| Article |
══════════════════════════════
If the developer in charge finds it difficult to understand the code, he/she will (hopefully) ask questions, and begin to document the incomprehensible code. The phrases he/she coins may be a good starting point for the names of new methods or classes.
Often, however, schedule pressures do not permit to implement a clean solution right away. A feature may have to be added in a hurry, a bug patched rather than fixed. In these cases, the code in question should be marked with a FIXME note, in order to be reworked, when time permits. Such circumstances call not for individual refactorings, but for a whole refactoring project. When the time has come to address the accumulated problems, a scan for FIXMEs, TODOs, etc. over the code base will return all the trouble spots for review. They can then be refactored according to priority.
What are the benefits of refactoring?
Carrying out a few refactoring operations before or during code debugging may have immediate benefits. Often it becomes easier to spot the bug location. So time is saved, while at the same time the quality of the code is enhanced. Well-structured code is also less error-prone when it comes to extending it.
Kent Beck [Fowler, p.60] states that refactoring adds to the value of any program that has at least one of the following shortcomings:
* Programs that are hard to read are hard to modify.
* Programs that have duplicate logic are hard to modify
* Programs that require additional behaviour that requires you to change running code are hard to modify.
* Programs with complex conditional logic are hard to modify.
Summarising, while sometimes there are immediate benefits to be reaped from refactoring, the real benefits normally come in the long term. They consist in substantially reduced time that developers spend on debugging and maintenance work, as well as in improved extensibility and robustness of the code. In addition, code duplication is reduced, and code re-use fostered. Overall maintenance and development cost should come down, and the speed of the team to react to changing needs should improve.
What are the concerns, particularly of management?
If there are so many usually undisputed benefits from well-structured, comprehensible code, and if refactoring leads from chaotic, badly structured, error-prone code to well-designed code by performing a serious of small, controlled operations, why then is not every software developer engaged in refactoring?
Software developers are often reluctant, because some refactorings are simply tedious. And there is no visible external benefit for all the labour put in.
Also management may be at fault. As long as management only rewards externally visible code properties such as functionality and performance, but neglects to pay attention to the code’s inner quality, e.g. via code review or by failing to set coding standards, it is only to blame itself, when software developers are reluctant to invest some of their precious time on refactoring operations.
Then there is the serious risk of breaking the code through refactoring operations. And if e.g. file-names change, traceability of modifications is likely to become an issue, too.
══════════════════════════════
| Prompt A |
From the records below, extract every line that contains the word "building", treating uppercase and lowercase as distinct.
══════════════════════════════
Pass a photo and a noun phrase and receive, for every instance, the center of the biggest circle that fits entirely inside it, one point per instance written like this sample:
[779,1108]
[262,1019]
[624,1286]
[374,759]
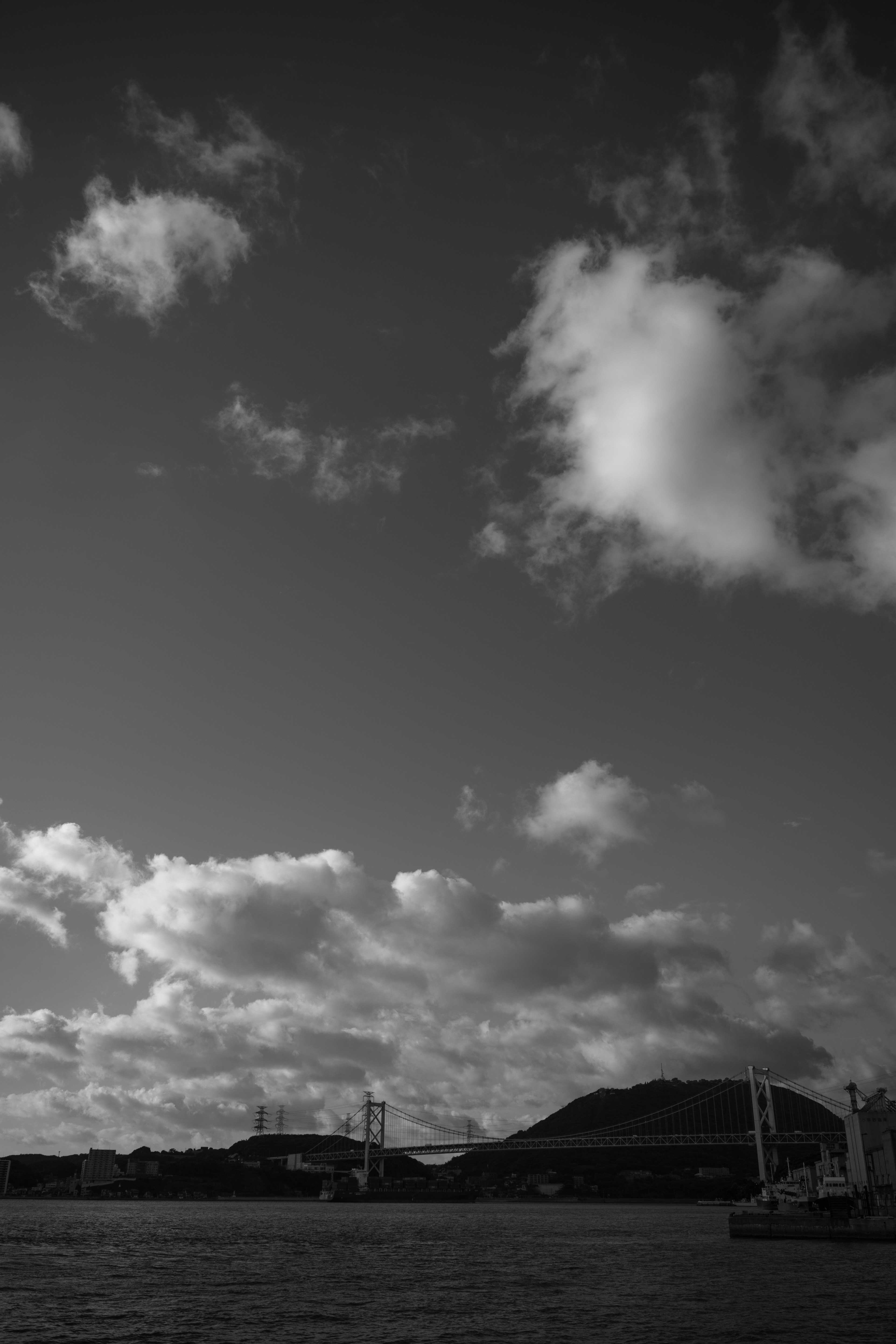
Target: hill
[617,1105]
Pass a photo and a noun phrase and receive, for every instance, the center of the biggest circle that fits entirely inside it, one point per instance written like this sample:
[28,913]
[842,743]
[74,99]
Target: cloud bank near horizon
[307,979]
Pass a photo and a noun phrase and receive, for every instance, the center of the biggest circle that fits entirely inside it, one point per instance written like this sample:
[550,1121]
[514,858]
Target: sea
[490,1271]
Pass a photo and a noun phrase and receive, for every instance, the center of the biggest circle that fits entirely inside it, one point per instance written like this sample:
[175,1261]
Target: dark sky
[669,717]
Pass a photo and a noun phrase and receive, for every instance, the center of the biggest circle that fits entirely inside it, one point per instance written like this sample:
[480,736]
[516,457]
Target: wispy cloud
[471,810]
[15,148]
[139,253]
[645,892]
[843,122]
[340,464]
[241,157]
[809,982]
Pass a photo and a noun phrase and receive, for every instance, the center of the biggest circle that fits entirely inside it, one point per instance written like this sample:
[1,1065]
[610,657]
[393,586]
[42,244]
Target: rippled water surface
[413,1272]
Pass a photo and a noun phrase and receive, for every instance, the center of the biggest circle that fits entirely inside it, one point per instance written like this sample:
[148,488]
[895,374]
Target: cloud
[140,253]
[843,122]
[15,150]
[26,902]
[878,862]
[645,892]
[690,429]
[706,404]
[696,803]
[588,810]
[471,810]
[241,157]
[93,869]
[684,190]
[811,982]
[308,979]
[340,466]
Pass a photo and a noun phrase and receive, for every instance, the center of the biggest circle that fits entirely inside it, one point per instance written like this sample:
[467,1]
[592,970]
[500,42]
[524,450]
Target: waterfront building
[871,1143]
[100,1165]
[138,1167]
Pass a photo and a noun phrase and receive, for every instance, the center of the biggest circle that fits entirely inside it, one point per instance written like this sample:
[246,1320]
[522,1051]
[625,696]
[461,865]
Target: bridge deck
[515,1146]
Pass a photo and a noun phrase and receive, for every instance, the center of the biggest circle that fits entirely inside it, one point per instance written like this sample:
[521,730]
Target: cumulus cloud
[340,466]
[471,808]
[691,429]
[843,122]
[588,810]
[94,869]
[15,150]
[425,988]
[140,253]
[241,157]
[706,428]
[26,902]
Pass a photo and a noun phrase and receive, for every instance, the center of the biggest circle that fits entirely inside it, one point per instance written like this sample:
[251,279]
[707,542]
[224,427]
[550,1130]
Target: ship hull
[404,1197]
[812,1228]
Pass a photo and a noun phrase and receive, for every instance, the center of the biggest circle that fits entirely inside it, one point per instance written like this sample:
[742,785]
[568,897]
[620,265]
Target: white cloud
[424,988]
[26,902]
[241,157]
[843,122]
[15,151]
[94,868]
[140,253]
[471,810]
[813,982]
[588,810]
[722,431]
[342,466]
[692,429]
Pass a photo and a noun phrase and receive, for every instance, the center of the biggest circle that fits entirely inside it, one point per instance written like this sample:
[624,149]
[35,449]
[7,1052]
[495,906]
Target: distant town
[254,1170]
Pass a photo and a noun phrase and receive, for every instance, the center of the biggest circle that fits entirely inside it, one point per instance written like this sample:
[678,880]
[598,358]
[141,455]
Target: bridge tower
[374,1131]
[763,1119]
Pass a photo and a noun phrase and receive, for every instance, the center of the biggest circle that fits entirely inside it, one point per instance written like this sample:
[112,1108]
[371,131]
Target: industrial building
[99,1166]
[871,1146]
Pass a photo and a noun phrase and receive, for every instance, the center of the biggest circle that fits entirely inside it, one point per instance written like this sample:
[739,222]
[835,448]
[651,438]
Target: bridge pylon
[763,1119]
[374,1132]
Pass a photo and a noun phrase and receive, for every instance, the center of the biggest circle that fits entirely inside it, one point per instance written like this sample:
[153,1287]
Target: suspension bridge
[756,1108]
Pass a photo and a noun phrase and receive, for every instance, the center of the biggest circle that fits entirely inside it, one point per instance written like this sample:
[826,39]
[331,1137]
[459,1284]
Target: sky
[448,560]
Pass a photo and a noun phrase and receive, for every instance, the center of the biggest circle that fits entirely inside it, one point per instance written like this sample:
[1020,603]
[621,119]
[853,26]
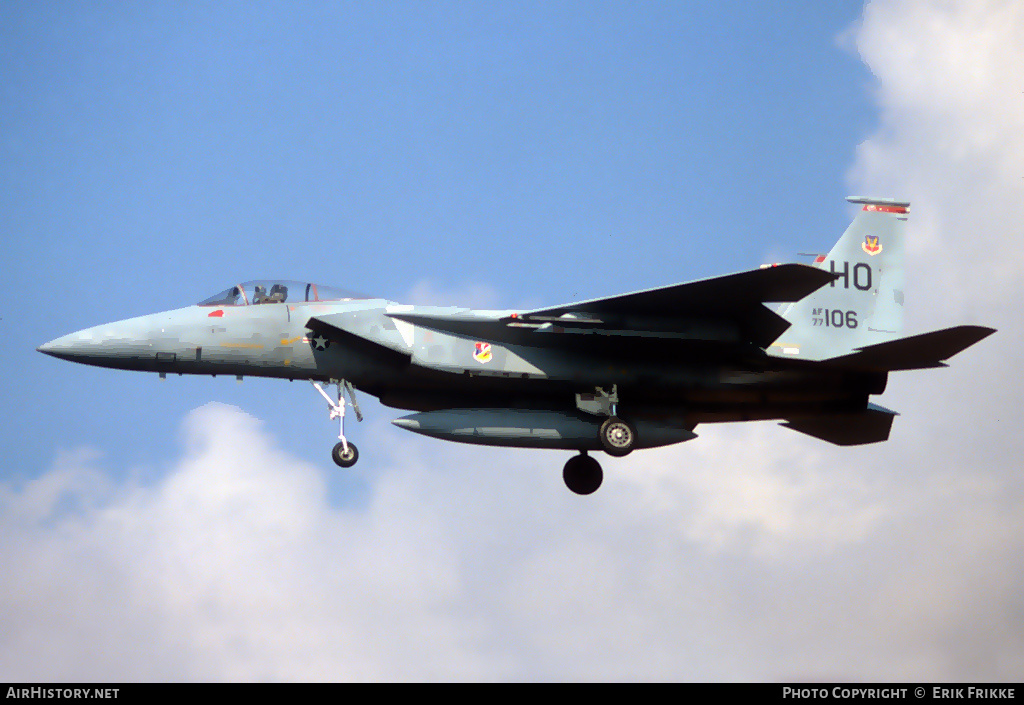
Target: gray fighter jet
[616,374]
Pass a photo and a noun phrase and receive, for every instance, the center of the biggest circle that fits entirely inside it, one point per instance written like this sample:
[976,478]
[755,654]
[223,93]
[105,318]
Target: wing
[725,309]
[376,345]
[856,428]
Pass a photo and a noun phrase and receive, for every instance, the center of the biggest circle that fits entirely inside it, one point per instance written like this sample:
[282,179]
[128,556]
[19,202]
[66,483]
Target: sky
[504,155]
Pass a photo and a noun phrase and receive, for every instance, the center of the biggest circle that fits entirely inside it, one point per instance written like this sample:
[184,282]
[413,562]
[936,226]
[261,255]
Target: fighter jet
[805,344]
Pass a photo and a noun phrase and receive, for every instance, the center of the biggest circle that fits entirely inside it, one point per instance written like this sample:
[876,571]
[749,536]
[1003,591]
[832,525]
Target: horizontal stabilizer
[916,351]
[858,428]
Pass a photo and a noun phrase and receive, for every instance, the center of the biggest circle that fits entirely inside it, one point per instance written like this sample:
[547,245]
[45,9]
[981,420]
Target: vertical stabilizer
[864,304]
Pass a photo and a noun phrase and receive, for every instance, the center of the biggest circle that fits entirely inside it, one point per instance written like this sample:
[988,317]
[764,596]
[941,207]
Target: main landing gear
[583,474]
[344,453]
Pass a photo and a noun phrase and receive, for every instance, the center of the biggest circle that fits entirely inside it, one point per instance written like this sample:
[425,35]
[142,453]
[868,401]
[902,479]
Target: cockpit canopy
[276,291]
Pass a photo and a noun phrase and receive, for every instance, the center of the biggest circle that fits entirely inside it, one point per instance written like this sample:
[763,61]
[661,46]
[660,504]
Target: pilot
[279,292]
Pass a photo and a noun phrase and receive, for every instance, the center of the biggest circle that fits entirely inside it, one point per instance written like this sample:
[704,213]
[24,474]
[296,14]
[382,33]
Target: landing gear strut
[344,453]
[583,474]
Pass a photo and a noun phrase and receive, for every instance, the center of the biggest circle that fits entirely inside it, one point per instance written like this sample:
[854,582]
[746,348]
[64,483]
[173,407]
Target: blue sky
[497,155]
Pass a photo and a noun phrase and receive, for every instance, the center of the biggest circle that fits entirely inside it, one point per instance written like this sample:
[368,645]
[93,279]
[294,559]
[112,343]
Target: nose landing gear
[344,453]
[583,474]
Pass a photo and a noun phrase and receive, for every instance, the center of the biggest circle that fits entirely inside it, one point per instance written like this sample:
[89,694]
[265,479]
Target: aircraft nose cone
[67,346]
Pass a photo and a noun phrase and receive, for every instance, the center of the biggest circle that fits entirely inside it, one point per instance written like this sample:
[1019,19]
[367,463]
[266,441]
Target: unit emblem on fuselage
[482,353]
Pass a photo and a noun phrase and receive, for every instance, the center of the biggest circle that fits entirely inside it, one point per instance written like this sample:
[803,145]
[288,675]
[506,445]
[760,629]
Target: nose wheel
[583,474]
[344,453]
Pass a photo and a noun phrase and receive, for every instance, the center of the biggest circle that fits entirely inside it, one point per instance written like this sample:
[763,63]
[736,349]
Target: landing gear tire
[583,474]
[345,458]
[617,437]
══════════════════════════════
| Prompt B |
Using the refactoring text, state whether each statement agrees with it, and support each yes or no with the deciding words of the text, quoted exactly: (i) schedule pressures can prevent a clean solution from being implemented right away; (ii) the real benefits of refactoring normally come in the short term; (iii) changed file-names can make traceability of modifications an issue.

| Full response A |
Target: waterfront building
Target: industrial building

| Full response B |
(i) Yes: "Often, however, schedule pressures do not permit to implement a clean solution right away."
(ii) No: "the real benefits normally come in the long term."
(iii) Yes: "And if e.g. file-names change, traceability of modifications is likely to become an issue, too."